*Problem to work on:* Every record must be repeated exactly, with no omission.

[Dataset rows]

▬▬▬

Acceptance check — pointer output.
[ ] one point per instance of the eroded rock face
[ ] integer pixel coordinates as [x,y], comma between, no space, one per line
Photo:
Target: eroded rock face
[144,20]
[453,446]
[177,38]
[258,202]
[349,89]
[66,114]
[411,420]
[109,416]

▬▬▬

*Exercise response:*
Acceptance check — pointer output.
[ ] one point per instance of the eroded rock face
[ ] integer pixel coordinates as [x,y], comma between, no space, one per line
Photo:
Target: eroded rock face
[144,20]
[453,446]
[177,38]
[258,202]
[349,89]
[66,114]
[411,420]
[109,416]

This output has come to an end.